## What is needed
Copy each line below without leaving any out.

··· Exercise data

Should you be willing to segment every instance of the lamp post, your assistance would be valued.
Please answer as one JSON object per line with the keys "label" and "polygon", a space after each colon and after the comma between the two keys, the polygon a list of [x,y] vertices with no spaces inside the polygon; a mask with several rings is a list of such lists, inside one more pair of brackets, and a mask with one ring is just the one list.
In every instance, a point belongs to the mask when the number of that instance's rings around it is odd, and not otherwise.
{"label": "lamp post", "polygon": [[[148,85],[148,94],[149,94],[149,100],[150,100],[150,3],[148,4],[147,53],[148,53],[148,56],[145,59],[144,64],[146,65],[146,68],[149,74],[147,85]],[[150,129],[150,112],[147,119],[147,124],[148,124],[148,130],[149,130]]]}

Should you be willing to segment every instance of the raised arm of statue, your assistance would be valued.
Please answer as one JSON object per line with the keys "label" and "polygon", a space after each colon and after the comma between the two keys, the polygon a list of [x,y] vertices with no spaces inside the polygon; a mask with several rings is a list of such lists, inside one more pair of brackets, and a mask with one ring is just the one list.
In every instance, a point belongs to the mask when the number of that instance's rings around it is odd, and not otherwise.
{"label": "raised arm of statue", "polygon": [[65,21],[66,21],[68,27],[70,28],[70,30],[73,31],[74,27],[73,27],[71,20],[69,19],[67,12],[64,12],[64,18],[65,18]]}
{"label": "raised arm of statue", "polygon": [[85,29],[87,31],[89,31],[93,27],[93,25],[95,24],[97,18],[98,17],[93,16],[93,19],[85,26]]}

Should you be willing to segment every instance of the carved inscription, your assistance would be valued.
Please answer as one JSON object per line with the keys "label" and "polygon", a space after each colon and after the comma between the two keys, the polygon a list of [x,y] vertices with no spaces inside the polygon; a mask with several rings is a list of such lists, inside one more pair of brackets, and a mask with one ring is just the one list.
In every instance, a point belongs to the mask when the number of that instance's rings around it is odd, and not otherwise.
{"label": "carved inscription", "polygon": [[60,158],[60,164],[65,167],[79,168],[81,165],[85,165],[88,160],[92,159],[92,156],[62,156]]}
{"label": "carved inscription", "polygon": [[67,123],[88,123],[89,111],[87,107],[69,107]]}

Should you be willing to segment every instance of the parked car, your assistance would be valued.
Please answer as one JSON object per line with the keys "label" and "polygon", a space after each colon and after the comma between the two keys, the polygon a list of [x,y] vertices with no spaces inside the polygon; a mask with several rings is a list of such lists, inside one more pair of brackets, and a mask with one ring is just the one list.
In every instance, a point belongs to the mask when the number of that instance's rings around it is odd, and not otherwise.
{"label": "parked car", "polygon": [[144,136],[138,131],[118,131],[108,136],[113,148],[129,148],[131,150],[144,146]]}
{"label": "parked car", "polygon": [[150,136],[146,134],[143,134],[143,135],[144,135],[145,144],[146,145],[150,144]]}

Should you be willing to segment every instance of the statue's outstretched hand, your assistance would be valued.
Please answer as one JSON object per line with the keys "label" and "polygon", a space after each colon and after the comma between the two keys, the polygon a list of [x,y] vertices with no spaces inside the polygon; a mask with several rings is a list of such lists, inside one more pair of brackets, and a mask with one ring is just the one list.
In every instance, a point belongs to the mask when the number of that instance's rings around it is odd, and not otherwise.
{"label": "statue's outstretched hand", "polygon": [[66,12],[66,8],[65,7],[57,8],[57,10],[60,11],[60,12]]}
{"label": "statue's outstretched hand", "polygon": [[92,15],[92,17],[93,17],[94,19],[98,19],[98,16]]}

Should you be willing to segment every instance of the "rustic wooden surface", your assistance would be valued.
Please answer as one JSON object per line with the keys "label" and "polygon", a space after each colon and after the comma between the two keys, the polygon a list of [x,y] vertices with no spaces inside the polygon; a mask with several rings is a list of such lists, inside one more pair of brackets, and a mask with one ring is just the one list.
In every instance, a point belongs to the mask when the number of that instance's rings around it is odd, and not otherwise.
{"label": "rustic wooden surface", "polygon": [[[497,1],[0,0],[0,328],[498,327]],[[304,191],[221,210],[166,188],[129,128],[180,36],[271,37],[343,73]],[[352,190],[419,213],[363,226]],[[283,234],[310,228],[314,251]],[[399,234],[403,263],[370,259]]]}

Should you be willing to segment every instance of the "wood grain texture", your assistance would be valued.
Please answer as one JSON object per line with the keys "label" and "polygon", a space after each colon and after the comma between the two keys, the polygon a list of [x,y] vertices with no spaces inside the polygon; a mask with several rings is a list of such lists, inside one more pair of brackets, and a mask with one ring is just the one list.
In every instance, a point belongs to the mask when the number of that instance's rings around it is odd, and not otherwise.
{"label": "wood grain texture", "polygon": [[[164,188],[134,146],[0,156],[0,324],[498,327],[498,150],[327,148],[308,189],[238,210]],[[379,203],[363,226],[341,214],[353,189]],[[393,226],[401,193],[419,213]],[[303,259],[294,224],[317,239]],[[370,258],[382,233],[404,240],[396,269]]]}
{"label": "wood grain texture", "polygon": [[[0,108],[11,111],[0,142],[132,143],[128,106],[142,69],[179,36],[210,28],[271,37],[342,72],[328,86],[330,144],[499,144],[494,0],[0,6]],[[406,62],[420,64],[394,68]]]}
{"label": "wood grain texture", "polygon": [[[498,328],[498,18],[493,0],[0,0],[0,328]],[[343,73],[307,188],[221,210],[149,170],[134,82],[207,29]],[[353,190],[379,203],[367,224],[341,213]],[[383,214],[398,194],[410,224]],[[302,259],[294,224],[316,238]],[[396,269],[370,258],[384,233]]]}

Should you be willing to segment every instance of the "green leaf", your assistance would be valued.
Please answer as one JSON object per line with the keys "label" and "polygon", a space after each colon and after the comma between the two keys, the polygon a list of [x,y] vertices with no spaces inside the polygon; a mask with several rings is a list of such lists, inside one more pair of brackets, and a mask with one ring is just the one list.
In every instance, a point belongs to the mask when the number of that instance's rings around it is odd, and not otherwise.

······

## Solution
Should you be willing to segment every instance of the lamp post, your assistance would be valued.
Please answer as one JSON object per line with the keys "label" and "polygon", a space after each colon and after the comma between the two keys, the polygon a list of [x,y] vertices with no spaces inside the polygon; a mask with several rings is a list of such lists, inside one more pair of brackets, and a mask with one ring is just the one list.
In every instance, a point belongs to the mask when the number of that instance's rings around it is odd, and not otherwise.
{"label": "lamp post", "polygon": [[[148,85],[148,94],[149,94],[149,100],[150,100],[150,3],[148,4],[147,53],[148,53],[148,56],[145,59],[144,64],[146,65],[146,68],[149,74],[147,85]],[[150,129],[150,112],[147,119],[147,124],[148,124],[148,130],[149,130]]]}

Should you be willing to segment every instance of the raised arm of statue, your assistance would be valued.
Please answer as one JSON object per line with the keys "label" and "polygon", a space after each colon and after the comma between the two keys, the polygon a list of [x,y] vertices with no spaces inside the polygon; a mask with several rings is a list of such lists, inside one more pair of brackets, and a mask with one ring is just the one list.
In every instance, a point belongs to the mask when the number of that instance's rings around it is odd, and not otherwise.
{"label": "raised arm of statue", "polygon": [[65,21],[66,21],[68,27],[70,28],[70,30],[73,31],[74,27],[73,27],[71,20],[69,19],[67,12],[64,12],[64,18],[65,18]]}
{"label": "raised arm of statue", "polygon": [[85,29],[87,31],[89,31],[93,27],[93,25],[95,24],[97,18],[98,17],[93,16],[93,19],[85,26]]}

Should you be willing to segment every instance of the carved inscription, your assistance would be valued.
Please answer as one JSON object per line with the keys "label" and "polygon", a space after each colon and after the comma between the two keys, the polygon a list of [x,y] vertices with no spaces inside the polygon; a mask with several rings is a list of such lists, inside one more pair of brackets, and a mask with one ring is just the one list.
In every instance, a point belongs to the mask when the number of that instance's rings around it is odd, and not otherwise.
{"label": "carved inscription", "polygon": [[60,158],[60,164],[65,167],[79,168],[81,165],[85,165],[88,160],[92,159],[92,156],[62,156]]}
{"label": "carved inscription", "polygon": [[67,123],[88,123],[89,111],[87,107],[69,107]]}

Should you be willing to segment every instance of the parked car, your assistance would be valued.
Please answer as one JSON object per line with the keys "label" and "polygon", a space after each colon and after the comma between the two keys, the polygon a list of [x,y] vertices with no spaces inside the polygon; a mask with several rings is a list of such lists, inside one more pair of brackets, and a mask with one ring is just the one list.
In every instance, a point belongs to the mask when the number of that instance's rings around it is odd, and not otherwise.
{"label": "parked car", "polygon": [[144,136],[138,131],[118,131],[108,136],[113,148],[129,148],[131,150],[144,146]]}
{"label": "parked car", "polygon": [[150,136],[146,134],[143,134],[143,135],[144,135],[145,144],[146,145],[150,144]]}

Should you be willing to segment every instance of the statue's outstretched hand, your assistance would be valued.
Please answer as one JSON object per line with the keys "label" and "polygon", a space after each colon and after the comma between the two keys, the polygon a list of [x,y] vertices with no spaces inside the polygon; a mask with several rings is a list of such lists, inside one more pair of brackets, and a mask with one ring is just the one list.
In every instance, a point belongs to the mask when the number of that instance's rings around it is odd, and not otherwise.
{"label": "statue's outstretched hand", "polygon": [[66,12],[66,8],[65,7],[57,8],[57,10],[60,11],[60,12]]}
{"label": "statue's outstretched hand", "polygon": [[92,15],[92,17],[93,17],[94,19],[98,19],[98,16]]}

Should you be willing to segment every instance of the "rustic wooden surface", your assistance would be valued.
Please answer as one JSON object per line with the keys "label" and "polygon", a space after each colon and after the comma between the two keys, the polygon a list of [x,y] vertices with no spaces inside the polygon; a mask with several rings is a list of such lists, inside one more pair of brackets, and a mask with one ring is just the one list.
In every instance, a point belongs to the mask when the number of that instance's rings around it is odd, and not otherwise.
{"label": "rustic wooden surface", "polygon": [[[497,1],[0,0],[0,328],[498,327]],[[304,191],[221,210],[166,188],[129,128],[180,36],[271,37],[343,73]],[[352,190],[419,213],[363,226]],[[283,234],[310,228],[314,251]],[[399,234],[403,263],[370,259]]]}

Should you be willing to segment every instance of the "wood grain texture", your assistance would be valued.
Please answer as one JSON object per line with the keys "label" and "polygon", a space after each colon and after the comma between the two keys, the polygon a list of [x,y] vertices with no spaces inside the polygon; a mask with several rings is a list of such lists, inside one more pair of brackets, and a mask with one ring is just the one list.
In every instance, a point belongs to the mask when the number of that instance's rings around it is odd, and not otherwise.
{"label": "wood grain texture", "polygon": [[[164,188],[134,146],[0,156],[0,324],[498,327],[498,150],[327,148],[308,189],[238,210]],[[379,203],[363,226],[341,214],[353,189]],[[393,226],[401,193],[419,213]],[[303,259],[294,224],[317,239]],[[370,258],[382,233],[404,240],[396,269]]]}
{"label": "wood grain texture", "polygon": [[[0,108],[11,111],[0,142],[132,143],[128,106],[142,69],[179,36],[210,28],[271,37],[342,72],[328,86],[330,144],[499,144],[494,0],[0,6]],[[406,62],[420,64],[394,68]]]}
{"label": "wood grain texture", "polygon": [[[498,328],[498,18],[493,0],[0,0],[0,328]],[[343,73],[307,188],[221,210],[149,170],[134,82],[207,29]],[[353,190],[379,203],[367,224],[341,213]],[[383,214],[398,194],[410,224]],[[302,259],[294,224],[316,238]],[[396,269],[370,258],[384,233]]]}

Should you be willing to segment every instance of the "green leaf", your assistance would be valued.
Please answer as one JSON object per line with the keys "label" and "polygon", a space after each colon and after the comma between the two keys, the polygon a list of [x,y] vertices with no spaces inside the polygon; a mask with several rings is a list of such lists, inside one more pair of brackets, and a mask with one ring is just the one list.
In every instance, a point belongs to the mask when the number of that instance's rings around it is odd, and not otherwise.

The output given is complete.